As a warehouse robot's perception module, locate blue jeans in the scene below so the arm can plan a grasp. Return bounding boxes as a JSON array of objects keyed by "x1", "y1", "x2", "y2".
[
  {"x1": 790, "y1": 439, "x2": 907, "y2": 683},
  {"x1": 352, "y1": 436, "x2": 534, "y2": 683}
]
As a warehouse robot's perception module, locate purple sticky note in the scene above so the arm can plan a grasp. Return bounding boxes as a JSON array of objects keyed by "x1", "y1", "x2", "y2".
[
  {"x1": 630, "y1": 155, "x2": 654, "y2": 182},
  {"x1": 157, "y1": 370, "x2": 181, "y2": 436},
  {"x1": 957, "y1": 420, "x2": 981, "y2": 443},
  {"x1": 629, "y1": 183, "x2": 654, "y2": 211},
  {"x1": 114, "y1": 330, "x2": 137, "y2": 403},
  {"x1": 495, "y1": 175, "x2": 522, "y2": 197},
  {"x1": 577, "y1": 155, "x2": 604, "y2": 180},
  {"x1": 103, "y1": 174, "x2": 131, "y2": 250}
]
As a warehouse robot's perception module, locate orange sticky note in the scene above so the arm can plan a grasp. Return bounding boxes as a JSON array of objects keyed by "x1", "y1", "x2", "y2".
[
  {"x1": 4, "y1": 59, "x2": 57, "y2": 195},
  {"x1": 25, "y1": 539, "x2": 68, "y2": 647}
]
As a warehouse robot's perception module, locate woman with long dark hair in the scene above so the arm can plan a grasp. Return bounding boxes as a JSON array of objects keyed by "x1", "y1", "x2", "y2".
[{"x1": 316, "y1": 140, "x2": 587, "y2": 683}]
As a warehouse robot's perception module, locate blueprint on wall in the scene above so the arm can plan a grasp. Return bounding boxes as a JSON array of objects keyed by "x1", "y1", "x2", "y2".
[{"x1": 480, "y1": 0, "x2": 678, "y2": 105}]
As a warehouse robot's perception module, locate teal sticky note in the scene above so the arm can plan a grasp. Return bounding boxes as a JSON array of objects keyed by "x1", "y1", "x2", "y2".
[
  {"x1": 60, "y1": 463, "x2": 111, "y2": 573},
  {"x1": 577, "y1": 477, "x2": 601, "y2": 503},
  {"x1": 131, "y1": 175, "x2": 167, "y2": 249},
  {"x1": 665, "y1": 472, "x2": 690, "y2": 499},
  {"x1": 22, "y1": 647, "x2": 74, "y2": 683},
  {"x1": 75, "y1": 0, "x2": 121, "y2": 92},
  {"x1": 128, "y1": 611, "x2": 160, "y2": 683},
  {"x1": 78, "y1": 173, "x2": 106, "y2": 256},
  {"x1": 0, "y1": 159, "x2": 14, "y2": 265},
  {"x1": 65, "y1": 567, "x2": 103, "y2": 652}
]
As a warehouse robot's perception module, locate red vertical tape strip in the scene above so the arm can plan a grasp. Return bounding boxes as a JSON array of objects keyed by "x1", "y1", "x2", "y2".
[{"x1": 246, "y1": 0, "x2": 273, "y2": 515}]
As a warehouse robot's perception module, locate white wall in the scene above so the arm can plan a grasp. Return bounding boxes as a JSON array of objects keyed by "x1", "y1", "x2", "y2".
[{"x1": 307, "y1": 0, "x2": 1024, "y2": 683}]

● ● ●

__Aim of the task__: Find each row above that contains the word "note". Copy those rows out in full.

__Finished answer__:
As a warehouse robot's perception module, locate purple sticky note in the scene above so the arm can plan a grasp. Return bounding boxes as a JSON array of objects keyed by "x1", "y1", "x2", "y2".
As a warehouse robot's perception module, locate orange sticky note in the scene above so the arm can plan a grasp. Return bounding boxes as a JSON array of objects keyed by "x1", "y1", "x2", "y2".
As a warehouse robot's perception module, locate teal sticky note in the scene above so the arm can plan a grasp. Return bounding boxes as a JSON array of objects keyed by "x1", "y1", "x2", "y2".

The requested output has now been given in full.